»»

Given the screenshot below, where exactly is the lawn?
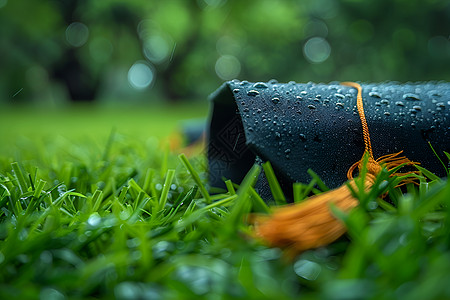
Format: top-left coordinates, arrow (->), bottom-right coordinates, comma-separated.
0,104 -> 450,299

««
»»

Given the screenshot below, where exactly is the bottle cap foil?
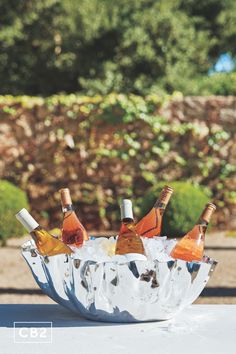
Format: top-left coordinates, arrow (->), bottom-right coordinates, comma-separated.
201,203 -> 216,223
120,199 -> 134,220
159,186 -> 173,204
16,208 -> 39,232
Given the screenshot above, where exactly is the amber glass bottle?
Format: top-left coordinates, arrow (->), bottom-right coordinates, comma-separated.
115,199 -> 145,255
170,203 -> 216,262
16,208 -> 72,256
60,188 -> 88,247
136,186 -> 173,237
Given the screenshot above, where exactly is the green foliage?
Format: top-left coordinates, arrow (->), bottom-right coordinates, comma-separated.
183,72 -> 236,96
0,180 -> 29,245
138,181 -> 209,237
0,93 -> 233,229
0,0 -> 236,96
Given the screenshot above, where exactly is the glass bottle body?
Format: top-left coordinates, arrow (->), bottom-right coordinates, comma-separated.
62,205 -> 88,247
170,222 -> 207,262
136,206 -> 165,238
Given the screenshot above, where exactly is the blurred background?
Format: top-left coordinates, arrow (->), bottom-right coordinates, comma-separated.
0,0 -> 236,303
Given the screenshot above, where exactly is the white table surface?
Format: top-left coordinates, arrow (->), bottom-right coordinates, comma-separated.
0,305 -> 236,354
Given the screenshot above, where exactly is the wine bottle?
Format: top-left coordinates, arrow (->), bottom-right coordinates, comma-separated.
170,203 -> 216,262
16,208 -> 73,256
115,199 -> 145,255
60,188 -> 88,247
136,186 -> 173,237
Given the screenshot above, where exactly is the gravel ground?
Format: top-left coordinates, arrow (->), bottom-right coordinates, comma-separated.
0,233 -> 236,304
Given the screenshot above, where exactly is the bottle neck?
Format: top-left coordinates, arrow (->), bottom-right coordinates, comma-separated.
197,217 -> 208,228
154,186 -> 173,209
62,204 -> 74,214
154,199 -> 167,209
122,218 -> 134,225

««

Rewrite only the lines from the line with "Given the screenshot above, where exactly is the amber" through the line with "122,218 -> 134,225", keeping every line in place and adding -94 to each coordinate in the answer boxes.

Given the screenshot above, where exactly is the amber glass bottle?
Format: top-left coordinates, arrow (->), bottom-right coordinates, comma-separated.
21,105 -> 51,161
76,109 -> 122,168
-78,114 -> -22,162
-34,94 -> -6,153
42,92 -> 79,143
Given the screenshot above, where exactly is the green foliage?
Format: top-left coordinates, arrow (->), bottom-right coordinates, comma-separated.
89,-22 -> 142,2
-94,86 -> -65,151
44,87 -> 115,143
-94,-1 -> 139,135
-94,-94 -> 142,2
Given the screenshot above, where exactly is the glass bottle body?
Format: top-left coordinates, arrow (->), bottom-right coordinates, comma-separated.
-32,111 -> -6,153
76,128 -> 113,168
42,112 -> 71,144
Given the screenshot above, where exactly is the blurred background?
Format: top-left coordinates, arrow (->), bottom-right coordinates, comma-separated.
-94,-94 -> 142,209
Given the screenshot above, where exactly is the white table surface?
Format: top-left coordinates, arrow (->), bottom-right coordinates, comma-separated.
-94,211 -> 142,260
Given the screenshot above, where exactly is the wine bottle?
Format: top-left coordinates, arrow (->), bottom-right coordinates, comma-separated.
76,109 -> 122,168
-78,114 -> -21,162
21,105 -> 51,161
-34,94 -> -6,153
42,92 -> 79,143
Given the screenshot above, where exactly is the gravel ground?
Format: top-left coordinates, arrow (->), bottom-right coordinates, comma-separated.
-94,139 -> 142,210
Given the screenshot above, where exactly is the bottle neck?
Format: top-left coordinates, arrow (->), bottom-right coordinates, comma-separated.
103,123 -> 114,134
60,92 -> 79,115
-32,110 -> -20,120
60,105 -> 73,115
28,124 -> 40,131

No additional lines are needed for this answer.